▶ Task brief
Reproduce everything in the data below, from the line containing "on the hair" down to the line containing "Query: green plant leaf", both lines included, with every character unchanged.

▶ Data shown
_____

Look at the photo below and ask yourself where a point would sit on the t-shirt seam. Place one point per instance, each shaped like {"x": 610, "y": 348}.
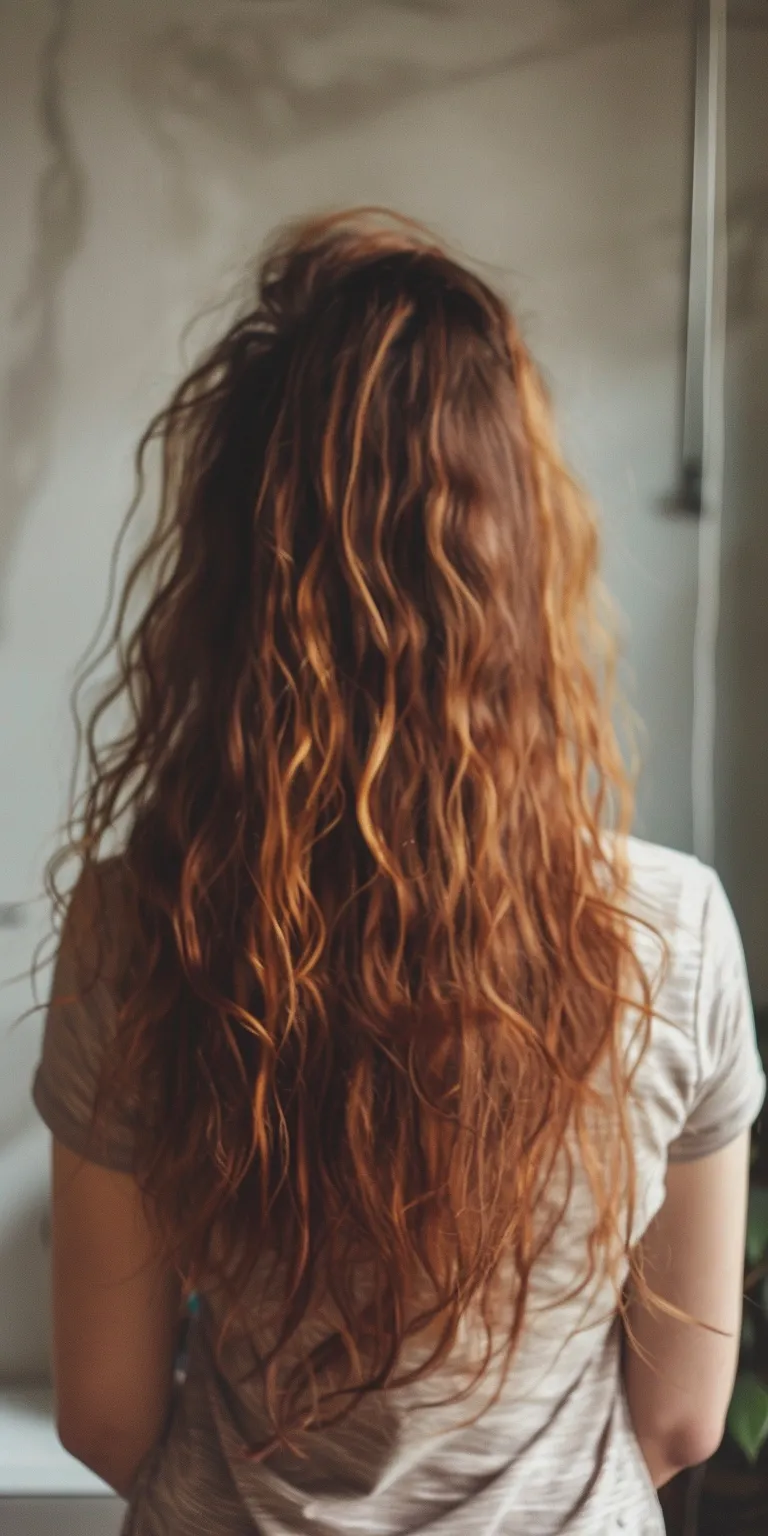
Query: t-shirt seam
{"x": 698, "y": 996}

_____

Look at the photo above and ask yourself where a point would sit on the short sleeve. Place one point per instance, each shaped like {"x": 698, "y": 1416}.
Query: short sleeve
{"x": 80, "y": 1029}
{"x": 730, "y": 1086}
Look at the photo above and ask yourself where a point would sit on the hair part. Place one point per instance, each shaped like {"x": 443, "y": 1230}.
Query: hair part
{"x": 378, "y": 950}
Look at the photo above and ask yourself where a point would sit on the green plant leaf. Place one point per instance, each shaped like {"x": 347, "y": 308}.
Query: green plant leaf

_____

▶ Correct output
Look at the photo above and ask yourself where a point would sit on the hair part. Place one point per instance, each shaped like {"x": 443, "y": 1230}.
Query: hair part
{"x": 378, "y": 950}
Look at the photo above and ask yourself where a point would sit on the green plant leaf. Place one point per instance, each shaped like {"x": 347, "y": 308}.
Query: green plant leaf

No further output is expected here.